---------- Excerpt to read ----------
The Marchioness of Bath and her sons John and Henry
The Tatler, Britain’s lifestyle and gossip magazine for the upper crust, does not moonlight as a bioethics journal. In any case, its subscribers are probably more into pictures of private jets, jewellery and costume parties than text. Readers of the digital edition have an average household income of US$250,000.
But the latest issue highlights an interesting wrinkle in laws on assisted reproduction. IVF and surrogacy are not compatible with the British system of peerages.
The Marchioness of Bath, married to the 8th Marquess of Bath, is the chatelaine of Longleat, in Wiltshire, the ancestral seat of the Marquesses of Bath with 9,000 acres and its own safari park. It dates back to 1580. She is a media star and the United Kingdom’s first black Marchioness. Their wealth notwithstanding, the couple has had trouble having children. Their second child was born with the assistance of a surrogate mother in California.
For barons and peers of the realm, this poses a problem. As the Tatler points out: “While in the last half a century of family law has seen reforms designed to remove barriers to inheritance or status based on illegitimacy, sex, adoption, donor conception, or being carried by a surrogate, these reforms have mostly excluded succession to titles.”
---------- Dataset extract ----------
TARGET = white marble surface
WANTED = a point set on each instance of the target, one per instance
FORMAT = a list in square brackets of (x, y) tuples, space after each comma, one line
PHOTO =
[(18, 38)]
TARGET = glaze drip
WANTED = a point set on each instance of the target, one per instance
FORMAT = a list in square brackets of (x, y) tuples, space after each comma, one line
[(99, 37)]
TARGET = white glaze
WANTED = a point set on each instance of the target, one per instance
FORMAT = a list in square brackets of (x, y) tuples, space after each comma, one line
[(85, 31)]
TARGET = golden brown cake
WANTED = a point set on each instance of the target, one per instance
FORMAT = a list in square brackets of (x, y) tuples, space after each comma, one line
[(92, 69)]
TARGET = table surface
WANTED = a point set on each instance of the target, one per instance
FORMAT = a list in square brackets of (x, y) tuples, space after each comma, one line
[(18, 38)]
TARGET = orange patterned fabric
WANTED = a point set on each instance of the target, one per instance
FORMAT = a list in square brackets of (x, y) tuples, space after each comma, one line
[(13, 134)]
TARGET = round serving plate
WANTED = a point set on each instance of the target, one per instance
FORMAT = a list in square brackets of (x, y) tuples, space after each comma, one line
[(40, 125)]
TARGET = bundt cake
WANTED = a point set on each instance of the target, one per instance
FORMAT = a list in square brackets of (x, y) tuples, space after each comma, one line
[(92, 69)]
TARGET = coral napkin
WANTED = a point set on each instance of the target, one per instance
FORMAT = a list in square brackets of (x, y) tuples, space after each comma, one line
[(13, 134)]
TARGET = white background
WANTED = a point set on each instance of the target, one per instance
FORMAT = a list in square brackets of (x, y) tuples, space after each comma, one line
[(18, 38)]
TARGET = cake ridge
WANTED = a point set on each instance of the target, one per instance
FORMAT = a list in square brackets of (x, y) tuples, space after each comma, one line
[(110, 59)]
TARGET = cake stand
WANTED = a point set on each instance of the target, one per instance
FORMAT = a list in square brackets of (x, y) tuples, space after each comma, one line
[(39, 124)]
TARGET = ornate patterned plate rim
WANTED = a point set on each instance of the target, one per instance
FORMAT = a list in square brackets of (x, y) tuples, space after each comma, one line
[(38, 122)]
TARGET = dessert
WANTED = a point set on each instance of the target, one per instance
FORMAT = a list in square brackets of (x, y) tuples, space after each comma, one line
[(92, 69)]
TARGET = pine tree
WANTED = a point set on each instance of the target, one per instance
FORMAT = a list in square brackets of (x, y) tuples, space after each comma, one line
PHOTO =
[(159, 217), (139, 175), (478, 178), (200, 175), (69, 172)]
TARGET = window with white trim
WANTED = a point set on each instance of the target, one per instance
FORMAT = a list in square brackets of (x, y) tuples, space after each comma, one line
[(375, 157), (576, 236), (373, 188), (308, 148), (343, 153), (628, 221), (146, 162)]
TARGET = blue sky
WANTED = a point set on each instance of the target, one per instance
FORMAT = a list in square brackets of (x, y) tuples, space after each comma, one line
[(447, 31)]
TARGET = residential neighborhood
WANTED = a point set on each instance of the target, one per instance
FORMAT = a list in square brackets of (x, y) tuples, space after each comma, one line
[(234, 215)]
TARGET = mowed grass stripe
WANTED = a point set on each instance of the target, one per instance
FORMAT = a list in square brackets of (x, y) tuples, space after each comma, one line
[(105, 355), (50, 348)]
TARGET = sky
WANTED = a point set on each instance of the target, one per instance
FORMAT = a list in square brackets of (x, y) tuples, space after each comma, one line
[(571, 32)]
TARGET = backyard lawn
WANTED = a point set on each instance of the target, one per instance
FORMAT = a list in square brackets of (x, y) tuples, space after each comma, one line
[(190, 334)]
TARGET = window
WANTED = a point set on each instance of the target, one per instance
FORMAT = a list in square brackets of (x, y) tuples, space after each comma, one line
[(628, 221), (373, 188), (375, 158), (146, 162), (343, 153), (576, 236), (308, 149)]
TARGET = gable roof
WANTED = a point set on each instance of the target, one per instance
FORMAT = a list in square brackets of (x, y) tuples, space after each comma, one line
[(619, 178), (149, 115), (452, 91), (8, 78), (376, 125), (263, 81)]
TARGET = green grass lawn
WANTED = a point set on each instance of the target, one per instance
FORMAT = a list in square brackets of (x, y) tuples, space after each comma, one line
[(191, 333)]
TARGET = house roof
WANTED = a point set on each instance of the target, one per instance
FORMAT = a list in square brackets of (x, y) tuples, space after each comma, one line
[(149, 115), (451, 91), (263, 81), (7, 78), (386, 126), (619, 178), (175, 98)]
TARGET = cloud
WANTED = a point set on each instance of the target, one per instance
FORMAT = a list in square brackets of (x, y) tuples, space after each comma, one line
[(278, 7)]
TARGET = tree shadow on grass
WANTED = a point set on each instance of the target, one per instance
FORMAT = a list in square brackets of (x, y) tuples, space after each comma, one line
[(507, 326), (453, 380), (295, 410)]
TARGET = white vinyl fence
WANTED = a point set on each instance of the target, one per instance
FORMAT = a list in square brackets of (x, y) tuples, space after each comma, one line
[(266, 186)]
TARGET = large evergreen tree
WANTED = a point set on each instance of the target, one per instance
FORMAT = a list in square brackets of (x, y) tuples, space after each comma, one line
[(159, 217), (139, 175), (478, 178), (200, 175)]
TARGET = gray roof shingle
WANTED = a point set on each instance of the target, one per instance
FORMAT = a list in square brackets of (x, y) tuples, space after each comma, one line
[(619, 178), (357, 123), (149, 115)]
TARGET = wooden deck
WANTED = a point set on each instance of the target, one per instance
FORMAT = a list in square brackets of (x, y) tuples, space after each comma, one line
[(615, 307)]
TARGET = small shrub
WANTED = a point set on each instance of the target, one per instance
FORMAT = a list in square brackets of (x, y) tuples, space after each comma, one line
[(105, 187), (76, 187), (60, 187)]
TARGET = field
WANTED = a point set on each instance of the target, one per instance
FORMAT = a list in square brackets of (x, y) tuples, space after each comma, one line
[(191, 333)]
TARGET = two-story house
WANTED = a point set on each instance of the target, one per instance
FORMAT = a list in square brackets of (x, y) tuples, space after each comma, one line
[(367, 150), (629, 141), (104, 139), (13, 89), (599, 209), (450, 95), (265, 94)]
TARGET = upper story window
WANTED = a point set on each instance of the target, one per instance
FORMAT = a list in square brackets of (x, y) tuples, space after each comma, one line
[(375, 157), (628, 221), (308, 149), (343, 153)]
----------
◆ **Exercises**
• 1. Repeat a passage from the article about the Marchioness of Bath word for word, starting at "The Marchioness of Bath, married" and ending at "mother in California.".
• 2. According to the article about the Marchioness of Bath, in which county is Longleat located?
The rows come from a different source than the article about the Marchioness of Bath.

◆ **In response**
• 1.
The Marchioness of Bath, married to the 8th Marquess of Bath, is the chatelaine of Longleat, in Wiltshire, the ancestral seat of the Marquesses of Bath with 9,000 acres and its own safari park. It dates back to 1580. She is a media star and the United Kingdom’s first black Marchioness. Their wealth notwithstanding, the couple has had trouble having children. Their second child was born with the assistance of a surrogate mother in California.

• 2. Wiltshire